## Aim
Could you write out everything from the line containing "Task: tag the older" down to the line containing "[1032, 396]", swapping "folded newspaper" for "rolled newspaper" and changing nothing else?

§

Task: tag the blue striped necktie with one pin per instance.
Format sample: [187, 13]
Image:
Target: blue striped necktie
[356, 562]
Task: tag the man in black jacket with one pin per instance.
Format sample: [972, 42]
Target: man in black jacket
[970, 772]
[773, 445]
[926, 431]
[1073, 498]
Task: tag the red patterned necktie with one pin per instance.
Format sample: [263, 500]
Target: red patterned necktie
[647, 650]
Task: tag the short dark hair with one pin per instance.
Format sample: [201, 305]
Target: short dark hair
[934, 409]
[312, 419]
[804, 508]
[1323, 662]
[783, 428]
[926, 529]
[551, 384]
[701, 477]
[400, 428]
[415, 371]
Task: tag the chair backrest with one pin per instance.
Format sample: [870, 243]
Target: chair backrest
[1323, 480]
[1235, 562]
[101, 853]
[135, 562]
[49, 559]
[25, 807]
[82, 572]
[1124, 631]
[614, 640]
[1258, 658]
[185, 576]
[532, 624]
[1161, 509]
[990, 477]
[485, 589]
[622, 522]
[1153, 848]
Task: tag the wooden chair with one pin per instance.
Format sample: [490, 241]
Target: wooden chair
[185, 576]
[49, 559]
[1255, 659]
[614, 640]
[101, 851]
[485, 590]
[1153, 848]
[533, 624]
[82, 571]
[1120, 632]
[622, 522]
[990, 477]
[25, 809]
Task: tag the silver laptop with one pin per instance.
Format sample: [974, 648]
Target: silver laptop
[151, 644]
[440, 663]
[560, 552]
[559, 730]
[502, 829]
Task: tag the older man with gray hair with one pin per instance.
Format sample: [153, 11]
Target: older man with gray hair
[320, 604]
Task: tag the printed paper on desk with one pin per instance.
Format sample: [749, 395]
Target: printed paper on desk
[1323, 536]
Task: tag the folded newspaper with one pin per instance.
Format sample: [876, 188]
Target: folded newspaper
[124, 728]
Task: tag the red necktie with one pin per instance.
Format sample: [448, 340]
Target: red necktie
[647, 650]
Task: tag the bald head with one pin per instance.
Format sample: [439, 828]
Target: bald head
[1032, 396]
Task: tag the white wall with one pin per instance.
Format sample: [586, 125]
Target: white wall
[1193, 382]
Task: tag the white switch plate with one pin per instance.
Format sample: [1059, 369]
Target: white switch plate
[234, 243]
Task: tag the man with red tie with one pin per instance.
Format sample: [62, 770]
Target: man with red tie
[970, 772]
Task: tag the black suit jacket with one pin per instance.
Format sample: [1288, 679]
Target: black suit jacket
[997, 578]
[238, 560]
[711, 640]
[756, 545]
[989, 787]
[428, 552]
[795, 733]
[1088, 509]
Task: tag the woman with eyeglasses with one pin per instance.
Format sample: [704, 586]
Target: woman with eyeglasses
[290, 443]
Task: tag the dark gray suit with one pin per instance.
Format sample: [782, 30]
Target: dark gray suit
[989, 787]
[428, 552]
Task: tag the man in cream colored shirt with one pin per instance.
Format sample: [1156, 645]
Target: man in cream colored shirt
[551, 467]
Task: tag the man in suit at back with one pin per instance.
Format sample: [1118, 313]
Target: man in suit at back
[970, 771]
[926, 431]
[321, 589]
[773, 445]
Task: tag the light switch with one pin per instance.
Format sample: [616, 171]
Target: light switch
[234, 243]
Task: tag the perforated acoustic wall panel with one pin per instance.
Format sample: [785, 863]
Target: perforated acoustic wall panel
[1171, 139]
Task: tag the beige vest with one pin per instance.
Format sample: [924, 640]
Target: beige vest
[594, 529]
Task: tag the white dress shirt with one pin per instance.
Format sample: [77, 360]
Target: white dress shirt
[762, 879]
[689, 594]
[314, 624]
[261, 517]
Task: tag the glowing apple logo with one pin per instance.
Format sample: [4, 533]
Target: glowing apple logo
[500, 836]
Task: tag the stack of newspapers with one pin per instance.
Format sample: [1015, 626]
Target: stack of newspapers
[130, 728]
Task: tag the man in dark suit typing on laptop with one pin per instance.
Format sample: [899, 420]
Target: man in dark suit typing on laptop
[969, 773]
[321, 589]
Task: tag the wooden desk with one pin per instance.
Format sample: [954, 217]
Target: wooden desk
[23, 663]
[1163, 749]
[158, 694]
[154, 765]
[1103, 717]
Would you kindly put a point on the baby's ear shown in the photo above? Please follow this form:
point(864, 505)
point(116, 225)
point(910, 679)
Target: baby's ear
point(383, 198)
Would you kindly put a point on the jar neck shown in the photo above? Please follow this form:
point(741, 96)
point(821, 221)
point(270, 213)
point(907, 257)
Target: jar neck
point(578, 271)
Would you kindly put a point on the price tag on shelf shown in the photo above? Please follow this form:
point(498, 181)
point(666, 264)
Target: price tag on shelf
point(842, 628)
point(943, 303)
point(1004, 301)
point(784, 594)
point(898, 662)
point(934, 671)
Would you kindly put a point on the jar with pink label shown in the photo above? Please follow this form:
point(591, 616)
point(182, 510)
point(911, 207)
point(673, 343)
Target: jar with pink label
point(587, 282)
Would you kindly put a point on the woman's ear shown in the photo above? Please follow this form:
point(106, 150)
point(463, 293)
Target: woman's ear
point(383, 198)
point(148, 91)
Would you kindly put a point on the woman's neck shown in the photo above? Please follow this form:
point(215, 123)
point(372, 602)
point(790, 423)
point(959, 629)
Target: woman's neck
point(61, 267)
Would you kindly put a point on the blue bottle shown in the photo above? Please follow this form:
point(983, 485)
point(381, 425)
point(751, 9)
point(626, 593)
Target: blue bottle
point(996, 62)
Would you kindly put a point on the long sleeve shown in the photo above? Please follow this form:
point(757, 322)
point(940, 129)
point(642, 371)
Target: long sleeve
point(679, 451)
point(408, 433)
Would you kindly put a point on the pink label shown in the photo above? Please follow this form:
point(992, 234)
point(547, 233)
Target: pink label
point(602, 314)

§

## Answer to this exercise
Task: tag the older man with gray hair with one pin per instance.
Format sample: [153, 11]
Target: older man with gray hair
[320, 604]
Task: tag the printed paper on desk with one pin per instance.
Format sample: [749, 395]
Target: printed paper on desk
[1323, 536]
Task: tag the rolled newspaper with one pin per instance.
Format sample: [876, 188]
Target: rolled newspaper
[124, 728]
Task: tag the red necktie with one pin per instance.
Format sample: [448, 340]
Target: red necktie
[647, 650]
Task: tag the bald head with one pin per instance.
Format sample: [439, 828]
Target: bald head
[1032, 396]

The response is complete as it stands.